Текст документа:
--
Надо ли говорить, что этого делать не следовало. Надо было оставаться в
больнице до полной поправки. Оба министерства иностранных дел, и наше, и
советское, обошлись бы еще несколько недель без меня, а я бы избежала всяких
хлопот со здоровьем и еще одной операции. Но недостаток всякого служебного
положения в том и заключается, что человек утрачивает меру вещей, и я была
уверена, что если в ближайшее время не явлюсь в Москву, произойдет
какой-нибудь ужасный кризис.
Прибыв в Израиль, я сделала еще одну попытка переубедить Шарета, но я
сама уже не надеялась н успех. К тому же мне рассказали историю, поднявшую
мое настроение: Эхуд Авриэль, член Хаганы много сделавший для доставки нам
оружия из Чехословакии и позже ставший первым послом Израиля в Праге, был
приглашен там на беседу с советским послом. В разговоре посол сказал
Авриэлю: "Вы вероятно, ищете человека для посылки в Москву. Не думайте, что
он должен свободно говорить по-русски или быть экспертом по
марксизму-ленинизму. Ни то, ни другое не обязательно". Через некоторое
время, как бы между прочим, он спросил: "Кстати, что с миссис Меерсон? Она
остается в Израиле, или у нее другие планы?" Из этого мои друзья, и Шарет в
том числе, заключили, что русские по-своему запросили меня, - и я стала
относиться к своему назначению по-другому.
--
Фрагменты записей:

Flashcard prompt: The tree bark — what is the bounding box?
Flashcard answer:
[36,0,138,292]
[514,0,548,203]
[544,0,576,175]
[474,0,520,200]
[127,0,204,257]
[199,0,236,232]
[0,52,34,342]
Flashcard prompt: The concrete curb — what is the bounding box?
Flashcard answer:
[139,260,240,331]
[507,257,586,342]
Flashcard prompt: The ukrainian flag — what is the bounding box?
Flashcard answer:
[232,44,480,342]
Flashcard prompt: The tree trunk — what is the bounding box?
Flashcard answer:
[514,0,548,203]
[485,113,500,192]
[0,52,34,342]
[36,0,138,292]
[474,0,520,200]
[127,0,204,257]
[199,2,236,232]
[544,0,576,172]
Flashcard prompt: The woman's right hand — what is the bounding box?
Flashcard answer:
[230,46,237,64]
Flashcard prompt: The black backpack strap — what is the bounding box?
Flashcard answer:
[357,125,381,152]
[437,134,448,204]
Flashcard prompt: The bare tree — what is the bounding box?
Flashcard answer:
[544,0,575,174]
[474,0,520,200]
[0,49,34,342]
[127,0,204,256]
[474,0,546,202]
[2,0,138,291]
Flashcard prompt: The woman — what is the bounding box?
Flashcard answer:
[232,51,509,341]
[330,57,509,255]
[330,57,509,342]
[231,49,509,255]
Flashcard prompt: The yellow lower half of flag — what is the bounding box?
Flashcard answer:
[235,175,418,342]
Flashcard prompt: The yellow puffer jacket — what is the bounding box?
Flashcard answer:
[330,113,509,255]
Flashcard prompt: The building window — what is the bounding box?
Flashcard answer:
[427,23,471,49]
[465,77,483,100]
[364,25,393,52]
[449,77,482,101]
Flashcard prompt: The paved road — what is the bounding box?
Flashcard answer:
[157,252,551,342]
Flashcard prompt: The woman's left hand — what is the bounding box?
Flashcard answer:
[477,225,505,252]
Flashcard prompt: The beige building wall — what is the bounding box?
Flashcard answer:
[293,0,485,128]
--
Продолжите текст о назначении в Москву с того места, на котором он заканчивается. Записи здесь никакой роли не играют.

Ответ на задание:
Среди немногих приятных минут, пережитых мною в госпитале, была та,
когда я получила из Тель-Авива телеграмму: "Не возражаешь ли против
назначения Сарры и Зехарии в московское посольство радистами?" Я была
растрогана и преисполнена благодарности. Иметь Сарру и Зехарию в России,
рядом - для того чуть ли не стоило покинуть Израиль. Приехав в Тель-Авив, я
первым делом спросила Шейну, можно ли обвенчать Сарру и Зехарию в маленьком
доме, который они с Шамаем купили много лет назад. Мы решили, что это будет
чисто семейное торжество с немногими приглашенными. Отец мой умер в 1946
году - еще один из самых дорогих мне людей, не дождавшийся создания
государства, - а бедная мама уже несколько лет как стала совершенно
беспомощной - ничего не помнила, плохо видела и так потускнела и изменилась,
что почти и следов не осталось от той насмешливой, энергичной, задорной
женщины, которой она была. Но Моррис был тут, такой же милый как всегда, и
весь лучащийся от гордости, и тут же были родители Зехарии, тоже сияющие.
Отец его явился в Палестину из Йемена, когда страной еще правили турки. Он
был очень беден, очень религиозен и не получил никакого формального
образования - его учили только Торе. Но он вырастил прекрасную и любящую
семью - хотя сам Зехария к тому времени и отошел от йеменских обычаев и
традиций.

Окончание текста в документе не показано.